What the task requires: Pull out every line of the items that contains the word "yellow". Case counts.

Rows from a dataset:
------------------------------------------------------------

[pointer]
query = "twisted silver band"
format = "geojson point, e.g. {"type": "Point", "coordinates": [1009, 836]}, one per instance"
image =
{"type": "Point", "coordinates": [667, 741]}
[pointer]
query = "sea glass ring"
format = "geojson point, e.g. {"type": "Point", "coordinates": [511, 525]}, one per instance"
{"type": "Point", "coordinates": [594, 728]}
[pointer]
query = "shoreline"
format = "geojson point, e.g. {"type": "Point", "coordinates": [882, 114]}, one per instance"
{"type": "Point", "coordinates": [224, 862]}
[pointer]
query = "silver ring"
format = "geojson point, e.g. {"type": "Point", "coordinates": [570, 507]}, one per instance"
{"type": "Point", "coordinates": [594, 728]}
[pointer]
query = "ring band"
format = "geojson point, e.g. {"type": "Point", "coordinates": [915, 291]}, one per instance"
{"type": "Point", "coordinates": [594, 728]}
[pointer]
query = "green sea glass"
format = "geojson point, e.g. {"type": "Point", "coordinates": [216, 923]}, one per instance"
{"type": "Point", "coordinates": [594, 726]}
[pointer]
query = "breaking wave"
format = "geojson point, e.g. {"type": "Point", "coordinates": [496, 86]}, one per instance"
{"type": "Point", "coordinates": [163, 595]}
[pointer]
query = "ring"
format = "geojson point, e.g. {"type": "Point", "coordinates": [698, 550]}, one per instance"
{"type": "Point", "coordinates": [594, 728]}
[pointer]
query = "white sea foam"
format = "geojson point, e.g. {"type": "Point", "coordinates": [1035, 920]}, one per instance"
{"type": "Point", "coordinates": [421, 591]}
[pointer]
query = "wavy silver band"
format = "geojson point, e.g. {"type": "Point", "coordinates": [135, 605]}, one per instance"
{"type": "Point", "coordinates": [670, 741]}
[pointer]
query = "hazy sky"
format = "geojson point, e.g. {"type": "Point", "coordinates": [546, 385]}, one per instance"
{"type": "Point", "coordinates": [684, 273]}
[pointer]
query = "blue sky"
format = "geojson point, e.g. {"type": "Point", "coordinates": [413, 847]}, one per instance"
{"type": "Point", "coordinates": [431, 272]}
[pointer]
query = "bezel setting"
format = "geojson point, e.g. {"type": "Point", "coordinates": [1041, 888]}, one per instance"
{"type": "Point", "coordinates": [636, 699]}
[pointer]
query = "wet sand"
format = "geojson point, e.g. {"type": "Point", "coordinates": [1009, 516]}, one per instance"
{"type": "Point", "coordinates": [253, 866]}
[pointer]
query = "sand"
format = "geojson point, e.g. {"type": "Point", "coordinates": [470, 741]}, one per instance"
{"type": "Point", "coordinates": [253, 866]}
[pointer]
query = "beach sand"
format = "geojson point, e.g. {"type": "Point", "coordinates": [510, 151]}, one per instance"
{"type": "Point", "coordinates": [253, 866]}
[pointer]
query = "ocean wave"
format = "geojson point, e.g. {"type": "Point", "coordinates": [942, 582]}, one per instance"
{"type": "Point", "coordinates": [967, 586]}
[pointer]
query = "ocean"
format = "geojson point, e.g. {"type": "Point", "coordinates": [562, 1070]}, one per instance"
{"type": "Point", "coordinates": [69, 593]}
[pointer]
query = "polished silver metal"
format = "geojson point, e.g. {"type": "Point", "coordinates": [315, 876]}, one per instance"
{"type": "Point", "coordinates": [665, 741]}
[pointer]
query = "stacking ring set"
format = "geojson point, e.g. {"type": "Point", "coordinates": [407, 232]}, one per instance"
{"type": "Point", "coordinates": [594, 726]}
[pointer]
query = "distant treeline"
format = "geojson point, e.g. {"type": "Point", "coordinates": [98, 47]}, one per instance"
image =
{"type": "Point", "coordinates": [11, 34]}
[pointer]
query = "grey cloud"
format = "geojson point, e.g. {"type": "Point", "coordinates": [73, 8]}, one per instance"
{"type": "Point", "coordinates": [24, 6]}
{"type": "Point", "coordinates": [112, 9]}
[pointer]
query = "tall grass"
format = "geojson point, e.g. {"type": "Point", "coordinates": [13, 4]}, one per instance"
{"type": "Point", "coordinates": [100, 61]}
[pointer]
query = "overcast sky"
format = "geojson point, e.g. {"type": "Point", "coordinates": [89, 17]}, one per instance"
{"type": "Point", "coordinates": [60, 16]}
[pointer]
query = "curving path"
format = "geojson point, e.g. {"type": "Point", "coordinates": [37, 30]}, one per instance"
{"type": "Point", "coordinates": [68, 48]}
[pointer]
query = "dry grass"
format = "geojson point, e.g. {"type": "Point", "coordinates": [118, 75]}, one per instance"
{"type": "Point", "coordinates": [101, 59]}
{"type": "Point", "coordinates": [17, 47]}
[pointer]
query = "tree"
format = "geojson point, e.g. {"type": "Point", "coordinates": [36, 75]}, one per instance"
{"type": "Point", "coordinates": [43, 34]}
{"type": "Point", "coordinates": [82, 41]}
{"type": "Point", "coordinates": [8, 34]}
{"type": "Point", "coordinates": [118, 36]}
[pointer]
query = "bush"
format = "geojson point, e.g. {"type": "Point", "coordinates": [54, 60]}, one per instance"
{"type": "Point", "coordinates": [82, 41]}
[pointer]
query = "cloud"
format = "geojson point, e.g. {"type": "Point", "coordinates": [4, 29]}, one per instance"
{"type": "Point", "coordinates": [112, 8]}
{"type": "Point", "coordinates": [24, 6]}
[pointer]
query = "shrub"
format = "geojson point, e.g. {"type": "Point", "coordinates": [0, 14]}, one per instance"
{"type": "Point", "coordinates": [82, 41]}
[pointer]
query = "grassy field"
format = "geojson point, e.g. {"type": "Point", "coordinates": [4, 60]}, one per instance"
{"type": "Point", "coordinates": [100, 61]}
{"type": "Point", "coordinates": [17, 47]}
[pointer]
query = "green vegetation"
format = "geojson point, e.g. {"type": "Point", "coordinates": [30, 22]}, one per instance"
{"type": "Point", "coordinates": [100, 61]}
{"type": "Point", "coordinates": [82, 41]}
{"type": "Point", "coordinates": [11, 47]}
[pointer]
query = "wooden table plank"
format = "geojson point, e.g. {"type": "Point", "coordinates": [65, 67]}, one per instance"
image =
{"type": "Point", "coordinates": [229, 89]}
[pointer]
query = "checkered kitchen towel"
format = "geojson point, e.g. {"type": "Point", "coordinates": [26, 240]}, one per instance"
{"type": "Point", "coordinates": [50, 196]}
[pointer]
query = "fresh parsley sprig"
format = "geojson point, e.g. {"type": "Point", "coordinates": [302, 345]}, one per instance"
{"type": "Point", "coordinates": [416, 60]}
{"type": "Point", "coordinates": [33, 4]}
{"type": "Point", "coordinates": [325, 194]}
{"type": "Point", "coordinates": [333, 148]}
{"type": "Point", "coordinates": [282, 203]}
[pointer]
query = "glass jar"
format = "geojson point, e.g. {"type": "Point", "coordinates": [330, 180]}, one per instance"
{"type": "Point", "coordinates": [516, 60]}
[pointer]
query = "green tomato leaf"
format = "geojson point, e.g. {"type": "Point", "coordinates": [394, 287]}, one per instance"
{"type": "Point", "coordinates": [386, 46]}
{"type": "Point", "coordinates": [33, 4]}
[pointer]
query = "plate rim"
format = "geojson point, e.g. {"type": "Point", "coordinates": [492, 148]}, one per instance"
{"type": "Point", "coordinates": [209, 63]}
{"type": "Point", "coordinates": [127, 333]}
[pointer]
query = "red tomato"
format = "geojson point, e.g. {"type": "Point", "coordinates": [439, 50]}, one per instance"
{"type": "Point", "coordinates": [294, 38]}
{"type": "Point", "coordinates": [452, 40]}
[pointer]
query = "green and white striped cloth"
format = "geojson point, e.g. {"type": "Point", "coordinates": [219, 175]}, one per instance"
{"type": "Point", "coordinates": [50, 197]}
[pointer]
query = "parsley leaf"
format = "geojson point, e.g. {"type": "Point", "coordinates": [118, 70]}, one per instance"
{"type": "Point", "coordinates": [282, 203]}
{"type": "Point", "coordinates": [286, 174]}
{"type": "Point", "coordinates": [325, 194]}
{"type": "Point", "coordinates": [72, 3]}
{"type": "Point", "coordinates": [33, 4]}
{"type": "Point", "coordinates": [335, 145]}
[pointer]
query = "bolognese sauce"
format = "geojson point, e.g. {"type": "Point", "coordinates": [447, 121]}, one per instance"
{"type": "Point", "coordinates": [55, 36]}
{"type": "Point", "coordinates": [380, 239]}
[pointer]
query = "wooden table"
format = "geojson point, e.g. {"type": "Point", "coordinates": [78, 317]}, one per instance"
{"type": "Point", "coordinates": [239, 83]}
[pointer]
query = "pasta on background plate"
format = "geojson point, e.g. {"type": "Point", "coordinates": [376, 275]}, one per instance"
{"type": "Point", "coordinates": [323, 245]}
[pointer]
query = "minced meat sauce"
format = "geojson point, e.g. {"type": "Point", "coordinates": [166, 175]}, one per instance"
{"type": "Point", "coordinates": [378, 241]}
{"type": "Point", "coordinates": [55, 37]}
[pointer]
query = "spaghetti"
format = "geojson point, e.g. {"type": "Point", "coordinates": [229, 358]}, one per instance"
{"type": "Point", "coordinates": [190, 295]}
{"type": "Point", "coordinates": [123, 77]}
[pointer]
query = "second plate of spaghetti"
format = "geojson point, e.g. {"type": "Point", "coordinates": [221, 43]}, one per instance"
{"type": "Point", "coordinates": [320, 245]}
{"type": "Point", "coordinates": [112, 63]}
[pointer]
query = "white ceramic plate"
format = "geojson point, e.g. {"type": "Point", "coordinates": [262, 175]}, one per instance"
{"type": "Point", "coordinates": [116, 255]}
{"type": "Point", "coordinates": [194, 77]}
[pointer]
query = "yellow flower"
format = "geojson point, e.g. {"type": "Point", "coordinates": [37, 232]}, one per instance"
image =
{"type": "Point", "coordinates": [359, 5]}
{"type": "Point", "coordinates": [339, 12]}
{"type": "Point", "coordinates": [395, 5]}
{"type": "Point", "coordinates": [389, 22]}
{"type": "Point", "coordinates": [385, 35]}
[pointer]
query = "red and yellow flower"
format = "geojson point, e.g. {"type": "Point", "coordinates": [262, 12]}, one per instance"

------------------------------------------------------------

Exercise result:
query = "yellow flower"
query = "red and yellow flower"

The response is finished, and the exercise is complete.